EXERCISE TASK 1:
Start at the words "Therein lies the" in the thread and stop after "in your marriage.". Write that passage out again with "marriage" renamed to "partnership".
EXERCISE TASK 2:
Which lines of the listing contain the string "sleeve", matching case exactly? Copy each of those lines in full.

TEXT SECTION:
=======

House Talion​(dom male)
3 years ago • Apr 10, 2021
House Talion​(dom male) • Apr 10, 2021
I know exactly what you're talking about as I'm in the same situation. Not being nor feeling fulfilled is a problem. You either deal with it or deal without it. At present I get to scratch my itch by answering forum posts and helping/ training others. I help the community where ever and how ever I may, without IRL interactions. My partner seems pleased with this as I'm not 'fucking whomever I want' as she puts it.
Miki
3 years ago • Apr 11, 2021
Miki • Apr 11, 2021
You said you started talking to him about it. That's a great beginning. But remember first and foremost, and it'll not be a bowl of cherries to live with, but if he can't get into it, don't force it. I have written this old cliche many a time:

"It's No Good if you Gotta Force It"

Therein lies the rub. This is no more fun to write than it will be to read.

You have the love of your life. You are happy except that one aspect of the relationship. I am not assuming that you are or would toss it all for carnal pleasure, but in general, there are uncounted people on this planet who go through life never finding one so special.

In my book, kink and "fulfillment" are an important but single piece of a much larger thing of beauty and it is not worth throwing away the best parts of what you have in your marriage.

What you have does not come along every day. A soul mate, partner, and friend.

In time and with age, sex drive and interest therein fades and disappears, but a long term, meaningful and loving relationship endures well into a couple's Golden Years.
    The most loved post in topic
acquiesced​(sub male)
3 years ago • Apr 11, 2021
acquiesced​(sub male) • Apr 11, 2021
Miki, I have to disagree with you about 'a long term, meaningful and loving relationship endures...', but only in the context of this BDSM world. We are the 1% of the 1%. We draw ourselves outside the lines. There's a shallow part of Kink that is almost popular today, but those who feel the need deep down are rare. Did you know, in some countries you can be imprisioned or even executed for what we do? Think about that.

I'm semi-retired and unencumbered, and roaming the USA just observing and enjoying life right now. I can't help to think that the endless rows and rows of houses, with endless amounts of TV shows, Friday night cards, and the like are just contents in four bedroom coffins, waiting to expire. Sure, there are the cruises and beach vacations, but they all return to normalcy. Most people are like a steel ball in a bowl. They get stirred up every now and then and roll around the rim, but ultimately return to their happy, safe life.

At a certain age (or vanilla relationship endurance), you can't dip your toe in it. You have to jump in.

I say to the OP, GO FOR IT! Do whatever it takes. Take risks. Lead a double life if necessary. Because when you are taking your last breath on this planet you will be sorry for what you did not, not what you did.
Dragonlove​(sub female)
3 years ago • Apr 11, 2021
Dragonlove​(sub female) • Apr 11, 2021
Vengeance, nobody is ever going to be able to tell you what the right answer is. You have to decide for yourself what you can and cannot live with.

=======

SUPPLIED DATA:
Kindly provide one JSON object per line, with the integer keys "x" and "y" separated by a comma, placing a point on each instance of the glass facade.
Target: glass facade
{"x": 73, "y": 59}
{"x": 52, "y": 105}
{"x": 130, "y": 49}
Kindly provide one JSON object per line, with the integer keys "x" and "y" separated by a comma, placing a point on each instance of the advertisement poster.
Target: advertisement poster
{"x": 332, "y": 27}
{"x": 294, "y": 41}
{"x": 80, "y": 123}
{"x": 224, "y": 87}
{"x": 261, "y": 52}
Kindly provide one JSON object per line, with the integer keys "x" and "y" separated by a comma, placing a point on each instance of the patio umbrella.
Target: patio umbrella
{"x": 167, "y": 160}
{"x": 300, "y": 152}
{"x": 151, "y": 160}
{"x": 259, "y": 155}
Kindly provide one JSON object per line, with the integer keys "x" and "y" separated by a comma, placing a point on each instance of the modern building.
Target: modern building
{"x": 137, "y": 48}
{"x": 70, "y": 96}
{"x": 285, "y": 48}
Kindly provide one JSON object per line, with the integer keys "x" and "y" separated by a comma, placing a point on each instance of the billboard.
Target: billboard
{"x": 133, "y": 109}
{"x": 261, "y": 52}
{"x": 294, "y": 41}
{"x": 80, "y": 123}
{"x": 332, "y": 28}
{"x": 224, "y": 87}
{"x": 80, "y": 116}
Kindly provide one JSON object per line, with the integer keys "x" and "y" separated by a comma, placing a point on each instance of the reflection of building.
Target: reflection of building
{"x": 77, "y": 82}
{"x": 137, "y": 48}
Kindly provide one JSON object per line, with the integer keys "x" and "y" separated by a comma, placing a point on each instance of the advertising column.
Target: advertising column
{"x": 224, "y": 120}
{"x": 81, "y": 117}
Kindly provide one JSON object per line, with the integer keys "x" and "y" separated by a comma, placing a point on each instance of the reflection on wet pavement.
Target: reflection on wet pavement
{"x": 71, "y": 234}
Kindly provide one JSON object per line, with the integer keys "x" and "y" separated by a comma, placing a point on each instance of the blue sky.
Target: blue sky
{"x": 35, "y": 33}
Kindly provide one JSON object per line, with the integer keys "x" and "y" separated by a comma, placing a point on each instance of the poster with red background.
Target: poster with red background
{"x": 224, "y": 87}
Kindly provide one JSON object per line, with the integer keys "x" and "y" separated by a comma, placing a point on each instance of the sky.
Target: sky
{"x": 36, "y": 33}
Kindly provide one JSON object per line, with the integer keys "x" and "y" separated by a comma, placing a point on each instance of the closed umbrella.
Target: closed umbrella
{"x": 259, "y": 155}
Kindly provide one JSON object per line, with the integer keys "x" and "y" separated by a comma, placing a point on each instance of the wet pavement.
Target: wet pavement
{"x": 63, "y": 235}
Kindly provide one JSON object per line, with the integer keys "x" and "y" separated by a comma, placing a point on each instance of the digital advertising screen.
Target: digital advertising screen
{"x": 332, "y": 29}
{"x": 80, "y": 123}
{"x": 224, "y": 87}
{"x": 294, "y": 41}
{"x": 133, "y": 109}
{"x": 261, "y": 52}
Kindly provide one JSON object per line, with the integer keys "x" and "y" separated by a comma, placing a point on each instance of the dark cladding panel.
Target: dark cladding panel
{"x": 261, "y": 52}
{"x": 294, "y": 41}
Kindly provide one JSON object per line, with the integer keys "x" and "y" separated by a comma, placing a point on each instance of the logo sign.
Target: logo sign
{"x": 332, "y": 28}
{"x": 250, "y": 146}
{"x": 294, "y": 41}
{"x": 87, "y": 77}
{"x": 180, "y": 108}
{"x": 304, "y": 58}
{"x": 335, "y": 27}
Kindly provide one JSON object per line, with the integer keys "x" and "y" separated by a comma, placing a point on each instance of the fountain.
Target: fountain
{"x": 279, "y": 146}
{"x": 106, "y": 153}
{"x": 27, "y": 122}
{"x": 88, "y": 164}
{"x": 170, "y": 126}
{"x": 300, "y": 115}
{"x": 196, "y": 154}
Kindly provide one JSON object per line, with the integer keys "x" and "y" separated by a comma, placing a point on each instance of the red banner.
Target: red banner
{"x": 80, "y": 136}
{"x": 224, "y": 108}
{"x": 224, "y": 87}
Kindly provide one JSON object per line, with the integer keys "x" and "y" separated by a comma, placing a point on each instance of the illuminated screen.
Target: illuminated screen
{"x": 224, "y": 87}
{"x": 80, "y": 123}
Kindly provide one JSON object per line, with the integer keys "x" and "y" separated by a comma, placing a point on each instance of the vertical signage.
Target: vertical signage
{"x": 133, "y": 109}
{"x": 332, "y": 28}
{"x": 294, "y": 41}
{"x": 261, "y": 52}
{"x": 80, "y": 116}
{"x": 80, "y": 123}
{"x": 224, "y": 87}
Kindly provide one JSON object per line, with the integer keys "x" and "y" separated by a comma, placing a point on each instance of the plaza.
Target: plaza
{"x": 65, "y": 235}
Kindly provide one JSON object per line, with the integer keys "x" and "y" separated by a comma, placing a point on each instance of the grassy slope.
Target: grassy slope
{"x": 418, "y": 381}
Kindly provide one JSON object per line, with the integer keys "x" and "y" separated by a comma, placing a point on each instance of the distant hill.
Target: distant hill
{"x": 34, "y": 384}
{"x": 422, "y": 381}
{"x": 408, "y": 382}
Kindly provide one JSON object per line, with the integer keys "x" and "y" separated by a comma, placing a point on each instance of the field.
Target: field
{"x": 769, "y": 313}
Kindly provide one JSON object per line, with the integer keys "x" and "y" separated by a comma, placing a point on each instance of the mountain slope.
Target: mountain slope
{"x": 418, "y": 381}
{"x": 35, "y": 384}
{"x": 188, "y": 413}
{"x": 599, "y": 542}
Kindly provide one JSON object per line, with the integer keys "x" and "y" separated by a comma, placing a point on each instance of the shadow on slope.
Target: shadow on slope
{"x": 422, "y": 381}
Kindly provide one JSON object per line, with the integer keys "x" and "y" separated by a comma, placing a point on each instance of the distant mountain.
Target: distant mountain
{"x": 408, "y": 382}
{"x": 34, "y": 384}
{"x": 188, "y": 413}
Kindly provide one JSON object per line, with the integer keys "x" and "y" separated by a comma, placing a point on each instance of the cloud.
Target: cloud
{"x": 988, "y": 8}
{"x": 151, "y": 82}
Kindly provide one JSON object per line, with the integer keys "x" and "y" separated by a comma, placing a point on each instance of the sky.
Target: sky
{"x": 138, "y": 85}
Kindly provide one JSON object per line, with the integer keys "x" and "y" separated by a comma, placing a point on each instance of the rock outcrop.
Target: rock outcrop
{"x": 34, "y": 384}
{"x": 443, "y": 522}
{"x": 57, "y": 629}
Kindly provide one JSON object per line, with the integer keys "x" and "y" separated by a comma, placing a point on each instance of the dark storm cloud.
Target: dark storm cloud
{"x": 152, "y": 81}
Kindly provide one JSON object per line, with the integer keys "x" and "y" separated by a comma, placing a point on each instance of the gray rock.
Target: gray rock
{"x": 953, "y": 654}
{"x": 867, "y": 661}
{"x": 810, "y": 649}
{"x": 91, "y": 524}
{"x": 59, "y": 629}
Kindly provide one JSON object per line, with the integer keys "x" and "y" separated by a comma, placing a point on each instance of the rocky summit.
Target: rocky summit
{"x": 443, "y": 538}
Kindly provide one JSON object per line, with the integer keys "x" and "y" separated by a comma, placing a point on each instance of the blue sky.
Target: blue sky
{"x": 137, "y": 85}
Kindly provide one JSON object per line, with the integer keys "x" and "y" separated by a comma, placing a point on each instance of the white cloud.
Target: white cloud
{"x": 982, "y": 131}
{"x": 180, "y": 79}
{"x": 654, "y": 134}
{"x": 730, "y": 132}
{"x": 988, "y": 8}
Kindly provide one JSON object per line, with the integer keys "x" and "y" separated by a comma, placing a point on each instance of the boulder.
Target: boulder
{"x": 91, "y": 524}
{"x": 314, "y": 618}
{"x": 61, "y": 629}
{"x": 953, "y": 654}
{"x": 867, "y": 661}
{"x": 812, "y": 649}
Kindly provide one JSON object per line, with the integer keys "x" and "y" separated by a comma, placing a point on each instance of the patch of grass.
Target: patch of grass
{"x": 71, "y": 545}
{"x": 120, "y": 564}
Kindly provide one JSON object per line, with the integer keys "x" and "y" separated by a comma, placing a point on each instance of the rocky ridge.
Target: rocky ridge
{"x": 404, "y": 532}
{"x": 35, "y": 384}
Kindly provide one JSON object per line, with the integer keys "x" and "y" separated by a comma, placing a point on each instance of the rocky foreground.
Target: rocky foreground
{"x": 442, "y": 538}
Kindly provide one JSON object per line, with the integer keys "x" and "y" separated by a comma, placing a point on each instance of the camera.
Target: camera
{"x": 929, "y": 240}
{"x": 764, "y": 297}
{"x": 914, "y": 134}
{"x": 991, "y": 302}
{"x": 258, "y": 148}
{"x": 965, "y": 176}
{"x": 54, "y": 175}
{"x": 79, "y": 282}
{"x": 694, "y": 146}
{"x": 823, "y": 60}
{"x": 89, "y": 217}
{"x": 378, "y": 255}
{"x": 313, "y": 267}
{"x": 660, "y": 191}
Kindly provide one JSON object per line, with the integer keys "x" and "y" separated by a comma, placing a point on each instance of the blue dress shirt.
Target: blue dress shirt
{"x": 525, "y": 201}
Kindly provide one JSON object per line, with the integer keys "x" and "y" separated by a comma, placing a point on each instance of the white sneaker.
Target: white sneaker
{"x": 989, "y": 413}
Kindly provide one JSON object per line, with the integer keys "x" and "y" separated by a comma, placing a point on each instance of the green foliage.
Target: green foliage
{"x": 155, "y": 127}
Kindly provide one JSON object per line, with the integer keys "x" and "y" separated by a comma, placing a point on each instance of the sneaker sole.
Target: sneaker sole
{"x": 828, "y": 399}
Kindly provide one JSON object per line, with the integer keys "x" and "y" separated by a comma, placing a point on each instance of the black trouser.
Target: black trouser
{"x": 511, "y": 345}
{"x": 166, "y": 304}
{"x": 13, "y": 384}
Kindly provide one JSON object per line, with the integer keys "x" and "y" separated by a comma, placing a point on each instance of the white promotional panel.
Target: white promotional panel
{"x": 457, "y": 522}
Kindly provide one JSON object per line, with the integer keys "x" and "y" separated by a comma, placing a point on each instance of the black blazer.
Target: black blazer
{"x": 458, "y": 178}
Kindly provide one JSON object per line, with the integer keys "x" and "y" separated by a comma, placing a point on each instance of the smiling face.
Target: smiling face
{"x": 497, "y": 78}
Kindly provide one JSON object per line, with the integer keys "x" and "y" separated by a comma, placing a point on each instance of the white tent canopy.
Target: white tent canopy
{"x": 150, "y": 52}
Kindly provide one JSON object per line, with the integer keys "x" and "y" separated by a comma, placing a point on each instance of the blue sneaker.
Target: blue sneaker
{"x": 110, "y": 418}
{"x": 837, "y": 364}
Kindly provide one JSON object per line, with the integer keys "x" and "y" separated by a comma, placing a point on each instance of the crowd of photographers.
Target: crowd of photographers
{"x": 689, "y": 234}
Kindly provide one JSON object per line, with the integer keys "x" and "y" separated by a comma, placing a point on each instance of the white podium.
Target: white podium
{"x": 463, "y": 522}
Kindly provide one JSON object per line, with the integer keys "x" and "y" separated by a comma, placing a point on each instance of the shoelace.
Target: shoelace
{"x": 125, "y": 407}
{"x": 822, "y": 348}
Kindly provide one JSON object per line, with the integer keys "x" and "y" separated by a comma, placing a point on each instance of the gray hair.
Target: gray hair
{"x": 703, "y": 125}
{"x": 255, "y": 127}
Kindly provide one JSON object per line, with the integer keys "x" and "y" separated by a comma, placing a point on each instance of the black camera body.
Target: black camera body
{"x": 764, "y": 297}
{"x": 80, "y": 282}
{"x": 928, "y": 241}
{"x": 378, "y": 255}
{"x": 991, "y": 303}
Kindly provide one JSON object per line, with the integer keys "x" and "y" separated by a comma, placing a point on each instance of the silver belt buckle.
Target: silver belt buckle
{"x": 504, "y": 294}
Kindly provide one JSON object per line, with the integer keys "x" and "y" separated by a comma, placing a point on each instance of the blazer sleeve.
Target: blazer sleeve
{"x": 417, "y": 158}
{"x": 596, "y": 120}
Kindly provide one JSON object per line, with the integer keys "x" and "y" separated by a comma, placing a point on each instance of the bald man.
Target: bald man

=======

RIGHT ANSWER 1:
Therein lies the rub. This is no more fun to write than it will be to read.

You have the love of your life. You are happy except that one aspect of the relationship. I am not assuming that you are or would toss it all for carnal pleasure, but in general, there are uncounted people on this planet who go through life never finding one so special.

In my book, kink and "fulfillment" are an important but single piece of a much larger thing of beauty and it is not worth throwing away the best parts of what you have in your partnership.

RIGHT ANSWER 2:
Kindly provide one JSON object per line, with the integer keys "x" and "y" separated by a comma, placing a point on each instance of the blazer sleeve.
Target: blazer sleeve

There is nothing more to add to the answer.